YOUR INSTRUCTIONS — Retype only what runs from the line that contains "the wooden post" through the last line of the listing below, both lines included.

= = =

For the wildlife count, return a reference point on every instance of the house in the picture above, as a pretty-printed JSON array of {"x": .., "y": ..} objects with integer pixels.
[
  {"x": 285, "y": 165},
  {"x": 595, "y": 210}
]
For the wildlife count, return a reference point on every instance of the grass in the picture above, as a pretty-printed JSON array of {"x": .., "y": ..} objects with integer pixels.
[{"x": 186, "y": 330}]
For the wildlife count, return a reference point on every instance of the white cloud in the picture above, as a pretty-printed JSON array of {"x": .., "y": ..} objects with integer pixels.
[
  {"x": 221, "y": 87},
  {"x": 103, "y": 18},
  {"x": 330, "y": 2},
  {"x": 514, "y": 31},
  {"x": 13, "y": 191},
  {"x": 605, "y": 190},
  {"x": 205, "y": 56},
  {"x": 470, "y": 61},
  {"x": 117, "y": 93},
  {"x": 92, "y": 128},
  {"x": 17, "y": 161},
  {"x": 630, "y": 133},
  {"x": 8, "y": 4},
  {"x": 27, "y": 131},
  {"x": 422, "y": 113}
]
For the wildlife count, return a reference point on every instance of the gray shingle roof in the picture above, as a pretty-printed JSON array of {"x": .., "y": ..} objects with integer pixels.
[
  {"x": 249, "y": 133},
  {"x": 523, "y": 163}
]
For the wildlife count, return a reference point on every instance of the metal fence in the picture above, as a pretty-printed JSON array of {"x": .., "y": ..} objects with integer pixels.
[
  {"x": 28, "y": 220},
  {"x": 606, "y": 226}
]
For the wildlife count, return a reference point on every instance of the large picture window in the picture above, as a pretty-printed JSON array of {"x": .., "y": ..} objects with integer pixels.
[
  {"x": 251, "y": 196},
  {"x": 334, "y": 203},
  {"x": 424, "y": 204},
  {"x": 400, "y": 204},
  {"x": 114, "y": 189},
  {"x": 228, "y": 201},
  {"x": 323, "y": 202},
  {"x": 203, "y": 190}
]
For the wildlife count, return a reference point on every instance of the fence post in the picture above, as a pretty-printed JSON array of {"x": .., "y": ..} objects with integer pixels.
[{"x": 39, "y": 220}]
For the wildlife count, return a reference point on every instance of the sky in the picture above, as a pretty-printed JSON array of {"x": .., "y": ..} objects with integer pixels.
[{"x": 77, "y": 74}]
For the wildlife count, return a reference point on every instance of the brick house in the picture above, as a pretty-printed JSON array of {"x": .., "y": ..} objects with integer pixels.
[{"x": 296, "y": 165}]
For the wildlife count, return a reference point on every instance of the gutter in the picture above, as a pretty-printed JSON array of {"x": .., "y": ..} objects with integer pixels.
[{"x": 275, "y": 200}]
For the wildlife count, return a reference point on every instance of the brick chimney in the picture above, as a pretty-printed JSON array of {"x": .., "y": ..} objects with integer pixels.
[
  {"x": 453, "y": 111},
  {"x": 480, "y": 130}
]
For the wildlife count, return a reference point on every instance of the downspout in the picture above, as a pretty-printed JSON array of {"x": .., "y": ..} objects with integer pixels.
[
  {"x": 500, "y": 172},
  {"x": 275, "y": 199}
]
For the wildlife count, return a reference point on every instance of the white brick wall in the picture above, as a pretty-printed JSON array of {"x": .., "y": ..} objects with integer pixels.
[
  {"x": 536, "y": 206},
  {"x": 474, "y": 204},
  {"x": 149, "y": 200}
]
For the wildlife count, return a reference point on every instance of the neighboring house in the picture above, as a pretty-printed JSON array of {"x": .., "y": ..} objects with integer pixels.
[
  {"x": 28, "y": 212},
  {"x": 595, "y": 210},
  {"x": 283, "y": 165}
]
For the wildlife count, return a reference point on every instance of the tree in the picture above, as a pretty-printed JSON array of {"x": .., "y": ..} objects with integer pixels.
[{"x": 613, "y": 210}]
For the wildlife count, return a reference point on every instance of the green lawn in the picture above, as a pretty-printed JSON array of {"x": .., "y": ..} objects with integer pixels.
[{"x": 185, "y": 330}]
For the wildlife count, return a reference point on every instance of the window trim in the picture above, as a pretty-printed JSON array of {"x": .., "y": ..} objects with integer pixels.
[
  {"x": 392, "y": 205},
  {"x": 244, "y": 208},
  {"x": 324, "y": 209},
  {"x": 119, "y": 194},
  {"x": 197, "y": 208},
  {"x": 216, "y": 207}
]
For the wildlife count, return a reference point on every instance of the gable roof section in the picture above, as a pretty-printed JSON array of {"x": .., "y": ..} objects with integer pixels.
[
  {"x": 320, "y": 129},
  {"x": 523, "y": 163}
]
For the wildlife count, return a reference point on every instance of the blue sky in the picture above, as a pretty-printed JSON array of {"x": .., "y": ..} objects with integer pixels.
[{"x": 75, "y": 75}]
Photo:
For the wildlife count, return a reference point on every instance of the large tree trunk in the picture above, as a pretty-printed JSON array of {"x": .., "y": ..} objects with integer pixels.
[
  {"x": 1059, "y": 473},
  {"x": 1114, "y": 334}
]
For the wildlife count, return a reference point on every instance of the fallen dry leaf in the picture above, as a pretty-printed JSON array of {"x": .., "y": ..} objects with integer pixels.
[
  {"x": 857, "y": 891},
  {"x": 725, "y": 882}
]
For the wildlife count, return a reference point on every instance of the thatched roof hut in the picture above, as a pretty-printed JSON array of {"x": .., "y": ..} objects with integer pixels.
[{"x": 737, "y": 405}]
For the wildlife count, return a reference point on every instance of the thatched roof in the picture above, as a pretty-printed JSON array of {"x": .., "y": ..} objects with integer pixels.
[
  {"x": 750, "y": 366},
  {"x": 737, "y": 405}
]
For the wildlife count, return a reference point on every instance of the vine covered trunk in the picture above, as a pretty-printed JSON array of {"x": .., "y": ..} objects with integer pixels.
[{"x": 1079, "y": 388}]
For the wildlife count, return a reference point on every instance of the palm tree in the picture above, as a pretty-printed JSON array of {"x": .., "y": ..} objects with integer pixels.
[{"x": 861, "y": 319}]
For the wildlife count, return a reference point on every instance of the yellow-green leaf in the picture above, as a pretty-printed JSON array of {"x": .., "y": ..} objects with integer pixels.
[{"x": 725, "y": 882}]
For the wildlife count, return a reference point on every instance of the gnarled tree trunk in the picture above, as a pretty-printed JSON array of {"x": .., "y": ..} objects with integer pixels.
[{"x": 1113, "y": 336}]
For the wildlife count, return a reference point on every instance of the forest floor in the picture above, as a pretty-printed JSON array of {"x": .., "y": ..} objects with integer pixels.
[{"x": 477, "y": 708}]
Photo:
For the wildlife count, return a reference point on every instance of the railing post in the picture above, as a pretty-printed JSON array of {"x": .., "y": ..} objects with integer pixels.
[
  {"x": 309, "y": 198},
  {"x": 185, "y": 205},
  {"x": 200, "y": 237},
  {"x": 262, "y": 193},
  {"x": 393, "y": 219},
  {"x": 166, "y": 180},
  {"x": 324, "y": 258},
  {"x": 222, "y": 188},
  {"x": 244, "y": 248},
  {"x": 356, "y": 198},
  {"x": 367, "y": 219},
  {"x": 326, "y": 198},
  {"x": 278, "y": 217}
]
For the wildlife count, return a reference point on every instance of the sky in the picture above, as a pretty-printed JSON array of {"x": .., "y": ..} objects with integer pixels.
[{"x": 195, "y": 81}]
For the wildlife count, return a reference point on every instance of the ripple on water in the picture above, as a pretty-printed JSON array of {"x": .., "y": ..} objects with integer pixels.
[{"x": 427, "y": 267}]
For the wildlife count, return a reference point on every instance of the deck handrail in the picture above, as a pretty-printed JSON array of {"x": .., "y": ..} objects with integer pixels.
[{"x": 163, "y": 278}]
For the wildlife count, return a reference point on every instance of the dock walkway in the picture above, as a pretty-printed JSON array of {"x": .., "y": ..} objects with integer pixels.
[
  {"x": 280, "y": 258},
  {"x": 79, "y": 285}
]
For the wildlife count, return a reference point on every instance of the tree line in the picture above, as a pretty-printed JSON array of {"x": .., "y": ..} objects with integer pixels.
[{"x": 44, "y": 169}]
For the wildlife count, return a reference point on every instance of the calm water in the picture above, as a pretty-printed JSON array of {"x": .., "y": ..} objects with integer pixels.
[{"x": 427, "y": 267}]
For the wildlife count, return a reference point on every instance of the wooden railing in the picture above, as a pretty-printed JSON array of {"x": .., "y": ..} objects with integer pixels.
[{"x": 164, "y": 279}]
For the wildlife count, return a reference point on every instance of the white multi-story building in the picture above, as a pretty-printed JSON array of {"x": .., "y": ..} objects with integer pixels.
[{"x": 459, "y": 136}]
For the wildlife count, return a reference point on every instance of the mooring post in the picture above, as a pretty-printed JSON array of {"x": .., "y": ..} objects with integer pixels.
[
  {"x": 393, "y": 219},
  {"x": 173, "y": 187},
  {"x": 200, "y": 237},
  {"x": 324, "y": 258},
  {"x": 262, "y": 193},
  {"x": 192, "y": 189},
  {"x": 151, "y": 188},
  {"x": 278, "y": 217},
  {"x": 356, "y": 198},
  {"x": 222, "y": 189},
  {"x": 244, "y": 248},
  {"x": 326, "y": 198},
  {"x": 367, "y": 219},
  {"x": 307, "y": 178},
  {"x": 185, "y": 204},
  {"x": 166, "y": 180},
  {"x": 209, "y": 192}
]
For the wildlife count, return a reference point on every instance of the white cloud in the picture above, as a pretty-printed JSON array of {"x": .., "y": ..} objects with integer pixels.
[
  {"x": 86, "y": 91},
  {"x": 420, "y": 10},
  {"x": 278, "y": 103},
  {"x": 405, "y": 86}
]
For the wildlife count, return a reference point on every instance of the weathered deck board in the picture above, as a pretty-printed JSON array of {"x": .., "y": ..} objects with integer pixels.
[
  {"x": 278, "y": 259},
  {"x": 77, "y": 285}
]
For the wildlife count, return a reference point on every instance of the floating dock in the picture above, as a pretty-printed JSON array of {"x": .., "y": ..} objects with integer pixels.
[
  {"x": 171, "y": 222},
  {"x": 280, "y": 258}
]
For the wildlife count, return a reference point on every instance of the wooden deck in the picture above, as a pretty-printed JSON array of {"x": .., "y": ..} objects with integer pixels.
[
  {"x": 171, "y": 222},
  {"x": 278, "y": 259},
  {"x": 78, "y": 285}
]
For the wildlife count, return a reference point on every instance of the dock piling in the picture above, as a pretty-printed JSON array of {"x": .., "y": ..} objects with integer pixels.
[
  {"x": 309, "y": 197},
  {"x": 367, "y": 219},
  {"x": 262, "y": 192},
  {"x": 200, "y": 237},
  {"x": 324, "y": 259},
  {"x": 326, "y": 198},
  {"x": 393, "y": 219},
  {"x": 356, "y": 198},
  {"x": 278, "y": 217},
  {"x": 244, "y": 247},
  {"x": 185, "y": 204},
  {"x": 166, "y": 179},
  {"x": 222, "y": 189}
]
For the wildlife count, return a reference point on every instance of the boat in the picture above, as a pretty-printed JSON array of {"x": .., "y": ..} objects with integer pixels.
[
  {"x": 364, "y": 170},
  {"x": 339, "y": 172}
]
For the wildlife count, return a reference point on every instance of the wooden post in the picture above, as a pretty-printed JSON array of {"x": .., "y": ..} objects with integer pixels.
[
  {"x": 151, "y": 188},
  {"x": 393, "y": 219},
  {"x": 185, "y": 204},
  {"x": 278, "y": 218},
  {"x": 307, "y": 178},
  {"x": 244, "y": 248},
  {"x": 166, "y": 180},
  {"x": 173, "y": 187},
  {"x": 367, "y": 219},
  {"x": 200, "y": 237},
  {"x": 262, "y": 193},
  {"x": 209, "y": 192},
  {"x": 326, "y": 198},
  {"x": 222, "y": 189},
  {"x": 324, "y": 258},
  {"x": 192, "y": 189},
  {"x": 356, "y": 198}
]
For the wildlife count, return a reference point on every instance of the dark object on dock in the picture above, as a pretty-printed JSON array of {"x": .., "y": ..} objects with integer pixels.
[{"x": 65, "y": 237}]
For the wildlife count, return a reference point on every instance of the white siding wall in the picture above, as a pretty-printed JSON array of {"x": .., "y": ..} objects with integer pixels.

= = =

WRITTEN RESPONSE —
For the wildlife count, return a reference point on every instance of the wooden post in the picture above, as a pretty-printed JSON array of {"x": .., "y": ..} objects with integer pixels.
[
  {"x": 151, "y": 188},
  {"x": 393, "y": 219},
  {"x": 185, "y": 204},
  {"x": 278, "y": 218},
  {"x": 307, "y": 178},
  {"x": 244, "y": 248},
  {"x": 166, "y": 180},
  {"x": 173, "y": 187},
  {"x": 367, "y": 219},
  {"x": 200, "y": 237},
  {"x": 262, "y": 193},
  {"x": 209, "y": 192},
  {"x": 326, "y": 198},
  {"x": 222, "y": 189},
  {"x": 324, "y": 258},
  {"x": 192, "y": 189},
  {"x": 356, "y": 198}
]
For the wildlife count, return a reference point on every instance of the dark object on dock in the picture above, as a pretty-printed JSON array of {"x": .., "y": ..} objects with integer pixels.
[{"x": 65, "y": 237}]
For the wildlife count, return a reference point on every instance of the white siding wall in the picture above, as a pretty-printed JSON array of {"x": .., "y": ..} objects with integer pixels.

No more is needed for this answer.